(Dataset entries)
[Start of Attachment]

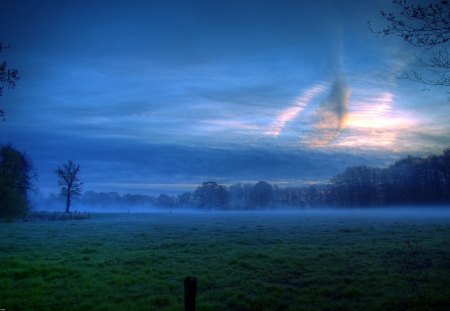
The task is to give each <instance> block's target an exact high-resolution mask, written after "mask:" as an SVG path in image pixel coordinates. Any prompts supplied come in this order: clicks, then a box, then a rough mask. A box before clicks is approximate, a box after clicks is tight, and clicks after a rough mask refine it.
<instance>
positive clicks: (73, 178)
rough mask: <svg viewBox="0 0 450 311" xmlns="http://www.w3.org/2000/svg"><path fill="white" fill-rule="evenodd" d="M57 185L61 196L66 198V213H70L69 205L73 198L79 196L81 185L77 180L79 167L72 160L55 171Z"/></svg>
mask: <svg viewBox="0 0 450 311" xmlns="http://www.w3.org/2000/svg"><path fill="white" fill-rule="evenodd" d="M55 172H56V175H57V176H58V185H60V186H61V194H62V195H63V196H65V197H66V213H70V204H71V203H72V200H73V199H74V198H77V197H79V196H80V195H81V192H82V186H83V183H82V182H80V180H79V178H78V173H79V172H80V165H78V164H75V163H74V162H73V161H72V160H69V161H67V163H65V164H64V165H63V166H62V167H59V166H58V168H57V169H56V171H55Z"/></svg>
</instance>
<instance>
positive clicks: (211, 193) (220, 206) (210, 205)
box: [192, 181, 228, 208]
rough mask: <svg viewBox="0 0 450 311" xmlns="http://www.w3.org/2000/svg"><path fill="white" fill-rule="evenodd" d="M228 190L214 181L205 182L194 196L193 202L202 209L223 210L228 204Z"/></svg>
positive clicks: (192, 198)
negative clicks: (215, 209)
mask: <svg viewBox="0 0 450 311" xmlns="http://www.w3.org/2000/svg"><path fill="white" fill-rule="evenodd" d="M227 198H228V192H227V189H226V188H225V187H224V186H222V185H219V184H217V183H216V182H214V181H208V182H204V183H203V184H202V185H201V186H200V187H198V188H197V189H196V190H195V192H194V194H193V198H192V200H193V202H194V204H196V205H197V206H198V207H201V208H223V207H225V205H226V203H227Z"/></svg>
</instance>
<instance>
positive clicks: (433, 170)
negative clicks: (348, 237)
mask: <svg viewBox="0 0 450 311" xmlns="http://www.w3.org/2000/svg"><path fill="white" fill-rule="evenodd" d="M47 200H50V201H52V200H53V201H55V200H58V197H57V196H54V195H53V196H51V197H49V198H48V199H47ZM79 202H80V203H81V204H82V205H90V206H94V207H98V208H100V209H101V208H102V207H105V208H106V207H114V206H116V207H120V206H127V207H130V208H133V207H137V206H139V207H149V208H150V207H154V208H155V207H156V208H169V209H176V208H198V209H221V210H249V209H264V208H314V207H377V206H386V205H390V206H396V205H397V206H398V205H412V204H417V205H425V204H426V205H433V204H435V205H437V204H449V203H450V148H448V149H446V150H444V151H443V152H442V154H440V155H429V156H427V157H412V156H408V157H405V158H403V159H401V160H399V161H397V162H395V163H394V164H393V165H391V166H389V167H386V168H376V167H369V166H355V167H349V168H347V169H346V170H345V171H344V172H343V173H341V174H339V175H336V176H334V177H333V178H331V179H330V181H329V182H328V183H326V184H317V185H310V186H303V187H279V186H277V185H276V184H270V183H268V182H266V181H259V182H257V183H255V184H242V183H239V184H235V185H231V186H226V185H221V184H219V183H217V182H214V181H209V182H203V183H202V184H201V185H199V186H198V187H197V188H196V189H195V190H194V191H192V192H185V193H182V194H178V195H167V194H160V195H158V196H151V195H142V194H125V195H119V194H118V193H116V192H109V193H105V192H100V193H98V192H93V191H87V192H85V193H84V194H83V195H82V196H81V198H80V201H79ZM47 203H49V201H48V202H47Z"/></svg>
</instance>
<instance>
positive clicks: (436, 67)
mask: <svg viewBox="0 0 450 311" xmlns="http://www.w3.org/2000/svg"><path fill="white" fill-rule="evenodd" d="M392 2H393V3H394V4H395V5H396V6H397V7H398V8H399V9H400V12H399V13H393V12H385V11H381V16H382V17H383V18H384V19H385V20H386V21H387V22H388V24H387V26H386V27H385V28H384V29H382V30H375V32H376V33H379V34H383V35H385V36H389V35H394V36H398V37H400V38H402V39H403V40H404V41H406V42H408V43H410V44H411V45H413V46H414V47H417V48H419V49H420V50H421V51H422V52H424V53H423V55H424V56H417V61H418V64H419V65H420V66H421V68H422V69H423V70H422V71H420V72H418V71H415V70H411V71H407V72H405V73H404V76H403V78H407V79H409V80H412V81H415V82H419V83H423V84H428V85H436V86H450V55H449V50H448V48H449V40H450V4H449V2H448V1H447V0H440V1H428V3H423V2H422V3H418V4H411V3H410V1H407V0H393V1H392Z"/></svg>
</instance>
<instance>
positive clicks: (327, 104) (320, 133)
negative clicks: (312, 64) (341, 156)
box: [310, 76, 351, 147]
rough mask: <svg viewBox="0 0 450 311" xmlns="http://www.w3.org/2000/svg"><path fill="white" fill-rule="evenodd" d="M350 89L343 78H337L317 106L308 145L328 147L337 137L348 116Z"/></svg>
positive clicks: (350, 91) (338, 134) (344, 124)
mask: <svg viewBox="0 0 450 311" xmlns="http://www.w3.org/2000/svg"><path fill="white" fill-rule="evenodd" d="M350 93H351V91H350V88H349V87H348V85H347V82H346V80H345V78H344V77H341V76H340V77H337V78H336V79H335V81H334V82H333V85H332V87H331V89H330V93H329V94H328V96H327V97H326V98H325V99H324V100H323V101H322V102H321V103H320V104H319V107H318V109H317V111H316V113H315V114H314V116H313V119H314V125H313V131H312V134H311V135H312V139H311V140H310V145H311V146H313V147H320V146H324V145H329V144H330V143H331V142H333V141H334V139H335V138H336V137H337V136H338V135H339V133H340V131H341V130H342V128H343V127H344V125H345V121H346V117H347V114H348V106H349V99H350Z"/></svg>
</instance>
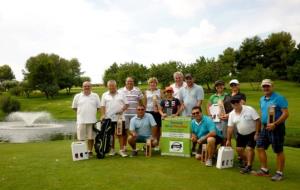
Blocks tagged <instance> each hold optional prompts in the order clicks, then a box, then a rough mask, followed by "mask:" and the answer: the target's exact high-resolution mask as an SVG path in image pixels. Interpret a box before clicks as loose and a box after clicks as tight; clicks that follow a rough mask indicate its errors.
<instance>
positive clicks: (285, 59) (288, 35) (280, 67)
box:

[End of Attachment]

• _Task to complete_: Copy every record character for character. Skip the pictures.

• _Response_:
The task is to give each <instance> block's target an exact high-resolution mask, written after "mask:" as an SVG path in image pixel coordinates. Any prompts supplied come in this order: clicks, then a box, then a rough mask. A box before clicks is approximate, a box after clicks is tight, and clicks after a rough mask refine it.
<instance>
positive clicks: (73, 178)
rough mask: <svg viewBox="0 0 450 311" xmlns="http://www.w3.org/2000/svg"><path fill="white" fill-rule="evenodd" d="M57 185L61 196L66 198V213H70L69 205L73 198L79 196L81 185L77 180L79 167L72 160L55 171Z"/></svg>
mask: <svg viewBox="0 0 450 311" xmlns="http://www.w3.org/2000/svg"><path fill="white" fill-rule="evenodd" d="M55 172H56V175H57V176H58V185H60V186H61V194H62V195H63V196H65V197H66V213H70V204H71V203H72V200H73V199H74V198H77V197H79V196H80V195H81V192H82V186H83V183H82V182H80V180H79V178H78V173H79V172H80V165H78V164H75V163H74V162H73V161H72V160H69V161H67V163H65V164H64V165H63V166H62V167H59V166H58V168H57V169H56V171H55Z"/></svg>
</instance>
<instance>
positive clicks: (211, 193) (220, 206) (210, 205)
box: [192, 181, 228, 208]
rough mask: <svg viewBox="0 0 450 311" xmlns="http://www.w3.org/2000/svg"><path fill="white" fill-rule="evenodd" d="M228 190L214 181L205 182L194 196L193 202L202 209L223 210L228 204Z"/></svg>
positive clicks: (192, 198)
negative clicks: (215, 209)
mask: <svg viewBox="0 0 450 311" xmlns="http://www.w3.org/2000/svg"><path fill="white" fill-rule="evenodd" d="M227 198H228V192H227V189H226V188H225V187H224V186H222V185H219V184H217V183H216V182H214V181H208V182H204V183H203V184H202V185H201V186H200V187H198V188H197V189H196V190H195V192H194V194H193V198H192V200H193V202H194V204H196V205H197V206H198V207H201V208H223V207H225V205H226V203H227Z"/></svg>
</instance>
<instance>
positive clicks: (433, 170)
negative clicks: (348, 237)
mask: <svg viewBox="0 0 450 311" xmlns="http://www.w3.org/2000/svg"><path fill="white" fill-rule="evenodd" d="M47 200H50V201H52V200H53V201H55V200H58V197H57V196H54V195H53V196H51V197H49V198H48V199H47ZM79 202H80V203H81V204H82V205H90V206H94V207H98V208H100V209H101V208H102V207H105V208H106V207H114V206H116V207H120V206H127V207H130V208H133V207H137V206H139V207H149V208H150V207H154V208H155V207H156V208H169V209H176V208H198V209H221V210H249V209H264V208H314V207H377V206H386V205H390V206H396V205H397V206H398V205H412V204H417V205H425V204H426V205H433V204H435V205H437V204H449V203H450V148H448V149H446V150H444V151H443V152H442V154H440V155H429V156H427V157H412V156H408V157H405V158H403V159H401V160H399V161H397V162H395V163H394V164H393V165H391V166H389V167H386V168H376V167H369V166H355V167H349V168H347V169H346V170H345V171H344V172H343V173H341V174H339V175H336V176H334V177H333V178H331V179H330V181H329V182H328V183H326V184H317V185H310V186H303V187H279V186H277V185H276V184H270V183H268V182H266V181H259V182H257V183H255V184H242V183H239V184H235V185H231V186H226V185H221V184H219V183H217V182H214V181H209V182H203V183H202V184H201V185H199V186H198V187H197V188H196V189H195V190H194V191H192V192H185V193H182V194H178V195H167V194H160V195H158V196H151V195H142V194H125V195H119V194H118V193H116V192H109V193H105V192H100V193H98V192H93V191H87V192H85V193H84V194H83V195H82V196H81V198H80V201H79ZM47 203H49V201H48V202H47Z"/></svg>
</instance>
<instance>
positive clicks: (436, 67)
mask: <svg viewBox="0 0 450 311" xmlns="http://www.w3.org/2000/svg"><path fill="white" fill-rule="evenodd" d="M392 2H393V3H394V4H395V5H396V6H397V7H398V8H399V9H400V12H399V13H393V12H385V11H381V16H382V17H383V18H384V19H385V20H386V21H387V22H388V24H387V26H386V27H385V28H384V29H382V30H375V32H376V33H379V34H383V35H385V36H389V35H394V36H398V37H400V38H402V39H403V40H404V41H406V42H408V43H410V44H411V45H413V46H414V47H417V48H419V49H420V50H421V51H422V52H424V53H423V55H424V56H417V61H418V64H419V65H420V66H421V68H422V69H423V70H422V71H420V72H418V71H415V70H411V71H407V72H405V73H404V76H403V78H407V79H409V80H412V81H415V82H419V83H423V84H428V85H436V86H450V55H449V50H448V48H449V40H450V4H449V2H448V1H447V0H440V1H428V3H423V2H422V3H418V4H411V3H410V1H407V0H393V1H392Z"/></svg>
</instance>
<instance>
positive clicks: (327, 104) (320, 133)
negative clicks: (312, 64) (341, 156)
box: [310, 76, 351, 147]
rough mask: <svg viewBox="0 0 450 311" xmlns="http://www.w3.org/2000/svg"><path fill="white" fill-rule="evenodd" d="M350 89L343 78H337L317 106L308 145L328 147L337 137L348 116Z"/></svg>
positive clicks: (350, 91) (338, 134) (344, 124)
mask: <svg viewBox="0 0 450 311" xmlns="http://www.w3.org/2000/svg"><path fill="white" fill-rule="evenodd" d="M350 93H351V91H350V88H349V87H348V85H347V82H346V80H345V78H344V77H341V76H340V77H337V78H336V79H335V81H334V82H333V85H332V87H331V89H330V93H329V94H328V96H327V97H326V98H325V99H324V100H323V101H322V102H321V103H320V104H319V107H318V109H317V111H316V113H315V114H314V116H313V119H314V125H313V131H312V134H311V135H312V139H311V140H310V145H311V146H313V147H320V146H324V145H329V144H330V143H331V142H333V141H334V139H335V138H336V137H337V136H338V135H339V133H340V131H341V130H342V128H343V127H344V125H345V121H346V117H347V114H348V106H349V99H350Z"/></svg>
</instance>
Blocks tagged <instance> each hold optional prompts in the order clicks, then a box, then a rough mask, followed by "mask:" and the answer: the target's exact high-resolution mask as an SVG path in image pixels. Interpret a box before clicks as loose and a box after clicks as tight; clicks that follow a rough mask indicate its errors.
<instance>
positive clicks: (285, 59) (288, 35) (280, 67)
box:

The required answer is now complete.